■ Anforderung 1: Welches Bauteil klappert laut dem Forenthread zum klappernden Bremszug, und an welcher Stelle des Rahmens?
■ Anforderung 2: Erklären Sie anhand des Forenthreads zum klappernden Bremszug, warum der Kabelbinder erst einmal um die Leitung gewickelt und dann straff um das Oberrohr gezogen werden soll.
■ Anforderung 3: Schreiben Sie aus dem Forenthread zum klappernden Bremszug den Abschnitt von „Hi Leute. Hab“ bis einschließlich „verrutscht nix mehr!“ wortgetreu ab.

# Bremszug "klappert"



## Hangtime (4. März 2013)

Hi Leute. Hab heute bei diesem bomben Wetter nun mal meine erst richtige Tour gemacht. Soweit so gut. Allerdings klappert die Bremsleitung von der HR Bremse am Oberrohr meines Teams... Gibt es da irgend eine Lösung das zu verhindern? (Bin ja sicher nicht der erste mit diesem Problem) Fals ihr da ne sinnvoll Lösung die nicht aus "festkleben" besteht, lasst es mich wissen. Bin für jeden Tip dankbar. Schon mal danke


----------



## potsdamradler (4. März 2013)

Kabelbinder sollten Abhilfe bringen. Eimal um die Leitung wickeln und dann straff um das Oberrohr, so verrutscht nix mehr!


----------



## MTB-News.de




----------



## Hangtime (5. März 2013)

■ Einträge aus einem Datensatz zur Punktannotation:
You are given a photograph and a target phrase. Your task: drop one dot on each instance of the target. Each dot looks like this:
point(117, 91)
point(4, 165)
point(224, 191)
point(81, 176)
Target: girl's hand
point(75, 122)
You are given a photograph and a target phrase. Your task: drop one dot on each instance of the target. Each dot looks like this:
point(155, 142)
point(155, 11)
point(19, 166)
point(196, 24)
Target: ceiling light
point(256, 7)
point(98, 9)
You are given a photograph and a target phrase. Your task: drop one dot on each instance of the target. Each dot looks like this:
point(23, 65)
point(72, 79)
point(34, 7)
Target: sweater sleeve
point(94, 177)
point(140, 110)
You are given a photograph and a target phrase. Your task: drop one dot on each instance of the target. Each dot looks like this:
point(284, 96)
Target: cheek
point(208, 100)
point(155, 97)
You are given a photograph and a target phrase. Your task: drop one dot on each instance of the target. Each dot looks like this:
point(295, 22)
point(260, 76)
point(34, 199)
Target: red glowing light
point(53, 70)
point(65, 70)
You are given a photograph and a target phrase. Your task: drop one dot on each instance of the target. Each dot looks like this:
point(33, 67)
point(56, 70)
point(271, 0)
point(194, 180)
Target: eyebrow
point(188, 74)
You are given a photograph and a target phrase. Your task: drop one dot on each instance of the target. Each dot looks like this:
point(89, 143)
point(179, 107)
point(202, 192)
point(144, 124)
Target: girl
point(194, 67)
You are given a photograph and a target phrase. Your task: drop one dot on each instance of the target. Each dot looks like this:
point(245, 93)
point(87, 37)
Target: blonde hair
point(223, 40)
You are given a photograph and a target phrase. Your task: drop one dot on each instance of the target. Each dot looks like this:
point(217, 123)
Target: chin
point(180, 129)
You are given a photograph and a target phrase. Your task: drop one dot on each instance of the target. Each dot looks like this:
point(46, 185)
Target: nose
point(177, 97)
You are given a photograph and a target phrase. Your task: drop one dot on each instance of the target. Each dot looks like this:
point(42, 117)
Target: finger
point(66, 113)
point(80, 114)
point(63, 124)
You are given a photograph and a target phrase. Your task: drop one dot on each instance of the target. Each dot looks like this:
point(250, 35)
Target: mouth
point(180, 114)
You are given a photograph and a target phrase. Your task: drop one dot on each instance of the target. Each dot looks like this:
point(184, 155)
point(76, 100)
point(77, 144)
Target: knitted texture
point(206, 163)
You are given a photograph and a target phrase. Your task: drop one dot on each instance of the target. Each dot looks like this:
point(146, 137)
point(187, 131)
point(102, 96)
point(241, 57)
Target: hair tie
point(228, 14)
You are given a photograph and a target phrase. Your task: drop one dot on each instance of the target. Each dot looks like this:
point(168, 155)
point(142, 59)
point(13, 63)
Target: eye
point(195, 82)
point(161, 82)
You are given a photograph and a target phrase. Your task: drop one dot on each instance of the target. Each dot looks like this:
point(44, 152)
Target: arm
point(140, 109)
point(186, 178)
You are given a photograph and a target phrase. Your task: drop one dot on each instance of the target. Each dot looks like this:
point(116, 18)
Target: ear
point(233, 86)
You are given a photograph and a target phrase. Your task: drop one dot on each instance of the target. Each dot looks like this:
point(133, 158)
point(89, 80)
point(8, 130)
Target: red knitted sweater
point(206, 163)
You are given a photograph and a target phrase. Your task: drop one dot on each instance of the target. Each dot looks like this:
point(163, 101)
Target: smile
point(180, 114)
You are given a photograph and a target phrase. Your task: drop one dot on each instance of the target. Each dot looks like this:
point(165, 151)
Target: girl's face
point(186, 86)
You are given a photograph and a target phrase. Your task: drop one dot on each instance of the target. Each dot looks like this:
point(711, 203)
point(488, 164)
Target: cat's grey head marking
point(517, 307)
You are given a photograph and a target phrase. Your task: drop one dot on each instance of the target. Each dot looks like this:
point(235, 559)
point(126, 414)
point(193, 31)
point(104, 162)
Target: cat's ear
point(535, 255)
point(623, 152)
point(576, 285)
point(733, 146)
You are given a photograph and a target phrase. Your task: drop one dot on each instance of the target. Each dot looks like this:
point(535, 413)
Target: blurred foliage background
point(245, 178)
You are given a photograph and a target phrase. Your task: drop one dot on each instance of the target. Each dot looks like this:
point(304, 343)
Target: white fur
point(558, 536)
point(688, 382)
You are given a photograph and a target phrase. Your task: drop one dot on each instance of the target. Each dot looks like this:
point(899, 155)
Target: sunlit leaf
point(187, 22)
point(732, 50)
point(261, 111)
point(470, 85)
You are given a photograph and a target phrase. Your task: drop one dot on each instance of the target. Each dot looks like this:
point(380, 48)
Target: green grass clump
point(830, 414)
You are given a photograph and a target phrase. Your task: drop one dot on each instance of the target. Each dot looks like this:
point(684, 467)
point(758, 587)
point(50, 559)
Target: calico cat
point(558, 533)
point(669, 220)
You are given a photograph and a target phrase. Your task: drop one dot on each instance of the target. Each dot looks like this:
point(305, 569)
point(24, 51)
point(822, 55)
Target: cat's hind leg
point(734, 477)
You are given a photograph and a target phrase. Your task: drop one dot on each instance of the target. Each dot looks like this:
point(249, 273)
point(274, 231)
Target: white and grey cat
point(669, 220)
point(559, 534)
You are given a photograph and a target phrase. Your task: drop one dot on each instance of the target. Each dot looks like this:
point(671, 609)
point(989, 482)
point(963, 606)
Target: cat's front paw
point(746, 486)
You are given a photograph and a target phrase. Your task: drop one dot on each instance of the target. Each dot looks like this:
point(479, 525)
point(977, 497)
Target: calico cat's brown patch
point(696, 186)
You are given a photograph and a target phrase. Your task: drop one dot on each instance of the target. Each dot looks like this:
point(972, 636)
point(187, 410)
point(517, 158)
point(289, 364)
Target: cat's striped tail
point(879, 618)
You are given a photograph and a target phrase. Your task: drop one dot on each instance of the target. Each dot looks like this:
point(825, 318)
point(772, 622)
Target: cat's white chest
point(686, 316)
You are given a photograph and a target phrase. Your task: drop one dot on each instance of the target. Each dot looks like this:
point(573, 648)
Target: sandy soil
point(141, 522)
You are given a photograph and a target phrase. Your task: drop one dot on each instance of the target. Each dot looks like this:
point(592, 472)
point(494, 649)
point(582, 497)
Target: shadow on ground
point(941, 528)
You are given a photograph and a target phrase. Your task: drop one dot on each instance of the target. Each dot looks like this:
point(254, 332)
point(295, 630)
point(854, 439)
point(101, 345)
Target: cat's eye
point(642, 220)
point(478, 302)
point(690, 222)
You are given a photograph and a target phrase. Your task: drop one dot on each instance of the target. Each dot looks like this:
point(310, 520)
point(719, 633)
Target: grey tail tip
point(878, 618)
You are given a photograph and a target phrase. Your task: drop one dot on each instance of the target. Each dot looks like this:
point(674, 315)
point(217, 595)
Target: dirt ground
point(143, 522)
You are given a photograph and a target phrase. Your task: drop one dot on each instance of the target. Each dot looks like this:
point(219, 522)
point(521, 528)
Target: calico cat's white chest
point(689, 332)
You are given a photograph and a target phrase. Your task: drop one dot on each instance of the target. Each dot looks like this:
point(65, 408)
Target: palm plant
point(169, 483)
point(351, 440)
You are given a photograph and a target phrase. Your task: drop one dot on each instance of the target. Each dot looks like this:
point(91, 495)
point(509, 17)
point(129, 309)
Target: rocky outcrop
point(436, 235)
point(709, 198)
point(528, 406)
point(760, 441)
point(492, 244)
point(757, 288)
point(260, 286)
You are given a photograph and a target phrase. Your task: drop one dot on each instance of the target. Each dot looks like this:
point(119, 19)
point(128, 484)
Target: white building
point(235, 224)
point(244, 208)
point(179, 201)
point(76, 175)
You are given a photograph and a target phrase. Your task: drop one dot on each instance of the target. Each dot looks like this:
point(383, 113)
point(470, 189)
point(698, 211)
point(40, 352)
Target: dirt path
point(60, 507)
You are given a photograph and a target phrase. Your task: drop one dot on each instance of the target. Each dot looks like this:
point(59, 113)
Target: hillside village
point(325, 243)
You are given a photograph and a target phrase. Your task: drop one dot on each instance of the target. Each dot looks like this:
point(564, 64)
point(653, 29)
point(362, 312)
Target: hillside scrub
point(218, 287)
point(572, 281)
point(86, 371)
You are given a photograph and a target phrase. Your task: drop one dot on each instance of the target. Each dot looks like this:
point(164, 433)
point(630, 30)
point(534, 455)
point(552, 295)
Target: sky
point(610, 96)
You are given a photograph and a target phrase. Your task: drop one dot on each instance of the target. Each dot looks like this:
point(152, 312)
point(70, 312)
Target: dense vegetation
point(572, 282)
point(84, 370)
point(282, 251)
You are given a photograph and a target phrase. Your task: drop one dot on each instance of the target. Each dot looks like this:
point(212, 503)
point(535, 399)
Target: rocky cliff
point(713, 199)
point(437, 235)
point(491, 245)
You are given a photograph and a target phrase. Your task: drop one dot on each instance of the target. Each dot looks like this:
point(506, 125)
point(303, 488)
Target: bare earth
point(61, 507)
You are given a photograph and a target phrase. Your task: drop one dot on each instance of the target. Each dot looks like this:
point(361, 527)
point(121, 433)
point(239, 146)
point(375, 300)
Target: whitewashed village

■ Vollständige Antwort 1: Die Bremsleitung der HR-Bremse klappert am Oberrohr.

■ Vollständige Antwort 2: Der Kabelbinder wird zuerst einmal um die Leitung gewickelt und anschließend straff um das Oberrohr gezogen. Laut dem Forenthread verrutscht die Leitung so nicht mehr, und das Klappern wird behoben.

■ Vollständige Antwort 3:
Hi Leute. Hab heute bei diesem bomben Wetter nun mal meine erst richtige Tour gemacht. Soweit so gut. Allerdings klappert die Bremsleitung von der HR Bremse am Oberrohr meines Teams... Gibt es da irgend eine Lösung das zu verhindern? (Bin ja sicher nicht der erste mit diesem Problem) Fals ihr da ne sinnvoll Lösung die nicht aus "festkleben" besteht, lasst es mich wissen. Bin für jeden Tip dankbar. Schon mal danke


----------



## potsdamradler (4. März 2013)

Kabelbinder sollten Abhilfe bringen. Eimal um die Leitung wickeln und dann straff um das Oberrohr, so verrutscht nix mehr!